EXERCISE BRIEF:
Convert every line of the listing below into a numbered list, skipping any blank lines and leaving the pictures out.

[Records]
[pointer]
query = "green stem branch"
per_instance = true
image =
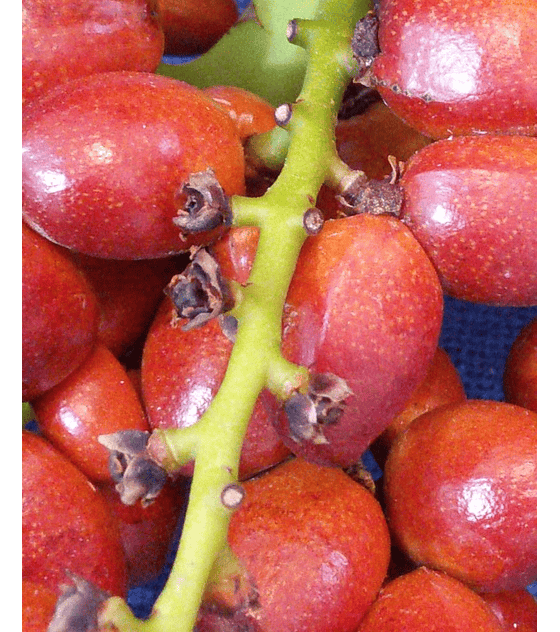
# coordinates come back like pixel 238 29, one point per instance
pixel 256 360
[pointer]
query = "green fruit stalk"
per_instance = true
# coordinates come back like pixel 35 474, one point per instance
pixel 256 362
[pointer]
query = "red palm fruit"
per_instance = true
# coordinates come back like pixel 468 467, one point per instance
pixel 349 313
pixel 96 399
pixel 451 68
pixel 66 523
pixel 443 385
pixel 251 113
pixel 147 531
pixel 515 609
pixel 425 600
pixel 71 38
pixel 181 373
pixel 472 204
pixel 372 323
pixel 60 315
pixel 38 603
pixel 520 372
pixel 106 159
pixel 365 142
pixel 193 26
pixel 460 492
pixel 315 546
pixel 128 293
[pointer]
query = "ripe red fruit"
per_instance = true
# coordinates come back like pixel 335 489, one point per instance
pixel 193 26
pixel 472 204
pixel 38 603
pixel 520 372
pixel 181 373
pixel 251 113
pixel 443 385
pixel 425 600
pixel 365 304
pixel 60 315
pixel 69 39
pixel 105 159
pixel 365 142
pixel 128 293
pixel 315 545
pixel 66 523
pixel 147 531
pixel 97 398
pixel 461 493
pixel 450 68
pixel 349 313
pixel 516 610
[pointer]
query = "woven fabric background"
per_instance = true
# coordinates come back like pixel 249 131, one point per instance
pixel 478 339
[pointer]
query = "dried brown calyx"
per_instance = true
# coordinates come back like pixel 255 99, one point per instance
pixel 322 405
pixel 365 47
pixel 199 293
pixel 376 197
pixel 203 204
pixel 136 475
pixel 78 606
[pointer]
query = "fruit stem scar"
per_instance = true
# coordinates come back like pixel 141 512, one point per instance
pixel 256 360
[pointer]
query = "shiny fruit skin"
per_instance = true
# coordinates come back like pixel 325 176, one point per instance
pixel 515 609
pixel 365 142
pixel 105 157
pixel 60 315
pixel 191 27
pixel 316 545
pixel 66 523
pixel 373 323
pixel 72 38
pixel 181 373
pixel 38 603
pixel 128 293
pixel 520 372
pixel 443 385
pixel 251 113
pixel 472 204
pixel 425 600
pixel 348 313
pixel 97 398
pixel 453 68
pixel 460 491
pixel 147 531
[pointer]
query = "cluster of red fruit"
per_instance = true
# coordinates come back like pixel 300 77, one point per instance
pixel 107 147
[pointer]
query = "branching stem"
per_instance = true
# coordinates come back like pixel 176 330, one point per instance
pixel 256 361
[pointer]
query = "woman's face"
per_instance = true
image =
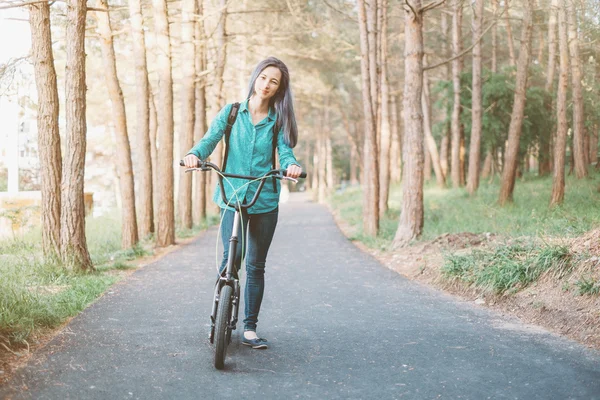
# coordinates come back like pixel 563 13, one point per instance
pixel 267 83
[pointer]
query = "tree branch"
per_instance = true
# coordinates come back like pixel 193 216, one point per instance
pixel 411 9
pixel 266 10
pixel 25 3
pixel 339 11
pixel 462 53
pixel 432 5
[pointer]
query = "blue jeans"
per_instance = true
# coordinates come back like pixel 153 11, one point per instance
pixel 258 234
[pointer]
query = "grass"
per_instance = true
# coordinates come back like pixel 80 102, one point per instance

ANSWER TO THE TASK:
1. [pointer]
2. query = "green stem branch"
3. per_instance = true
4. image =
5. # coordinates come back like pixel 238 29, one point per instance
6. pixel 256 360
7. [pointer]
8. query = "green fruit stalk"
9. per_instance = true
10. # coordinates come back like pixel 35 474, one point per instance
11. pixel 256 362
12. [pointer]
13. query = "red palm fruit"
14. per_instance = true
15. # coordinates come back like pixel 468 467, one point per instance
16. pixel 349 313
17. pixel 96 399
18. pixel 451 68
19. pixel 66 523
20. pixel 443 385
21. pixel 251 113
22. pixel 147 531
23. pixel 515 609
24. pixel 425 600
25. pixel 71 38
26. pixel 181 373
27. pixel 472 204
28. pixel 372 323
29. pixel 60 315
30. pixel 38 603
31. pixel 520 372
32. pixel 106 159
33. pixel 365 142
34. pixel 193 26
35. pixel 460 492
36. pixel 315 546
37. pixel 128 293
38. [pointer]
39. query = "ripe red fruit"
40. per_instance = true
41. # coordinates come back like pixel 335 489, one point per instance
42. pixel 193 26
43. pixel 472 204
44. pixel 38 603
45. pixel 520 372
46. pixel 181 373
47. pixel 251 113
48. pixel 443 385
49. pixel 425 600
50. pixel 365 304
51. pixel 60 315
52. pixel 69 39
53. pixel 105 159
54. pixel 365 142
55. pixel 128 293
56. pixel 315 545
57. pixel 66 523
58. pixel 147 531
59. pixel 97 398
60. pixel 461 493
61. pixel 450 68
62. pixel 349 313
63. pixel 516 610
64. [pointer]
65. query = "woven fabric background"
66. per_instance = true
67. # coordinates come back like pixel 249 131, one point per instance
68. pixel 478 339
69. [pointer]
70. query = "dried brown calyx"
71. per_instance = true
72. # coordinates come back like pixel 255 99, one point per instance
73. pixel 322 405
74. pixel 365 47
75. pixel 199 293
76. pixel 376 197
77. pixel 203 204
78. pixel 136 475
79. pixel 78 606
80. [pointer]
81. query = "fruit stem scar"
82. per_instance = true
83. # coordinates come back like pixel 141 512, one point per instance
84. pixel 256 360
85. [pointer]
86. query = "shiny fruit skin"
87. per_instance = true
88. # coordinates come back like pixel 325 176, one point per instance
89. pixel 515 609
90. pixel 365 142
91. pixel 105 157
92. pixel 60 315
93. pixel 191 27
94. pixel 316 545
95. pixel 66 523
96. pixel 373 323
97. pixel 72 38
98. pixel 181 373
99. pixel 38 603
100. pixel 128 293
101. pixel 520 372
102. pixel 443 385
103. pixel 251 113
104. pixel 472 204
105. pixel 425 600
106. pixel 348 313
107. pixel 97 398
108. pixel 453 68
109. pixel 460 491
110. pixel 147 531
111. [pointer]
112. query = "cluster of red fruit"
113. per_instance = true
114. # coordinates come back like pixel 300 77, one point per instance
115. pixel 107 147
116. [pointer]
117. query = "branching stem"
118. per_instance = true
119. # coordinates come back like pixel 176 330, one point per instance
120. pixel 256 361
121. [pointer]
122. query = "woman's face"
123. per_instance = true
124. image =
125. # coordinates come back like pixel 563 13, one point per instance
126. pixel 267 83
127. [pointer]
128. query = "tree branch"
129. per_instance = true
130. # coordinates come back like pixel 193 216, one point per instance
131. pixel 411 9
132. pixel 266 10
133. pixel 25 3
134. pixel 339 11
135. pixel 462 53
136. pixel 432 5
137. [pointer]
138. query = "blue jeans"
139. per_instance = true
140. # coordinates come back like pixel 153 11, one point per instance
141. pixel 258 234
142. [pointer]
143. query = "grass"
144. per_instance = true
145. # coordinates come back like pixel 80 102, one point per instance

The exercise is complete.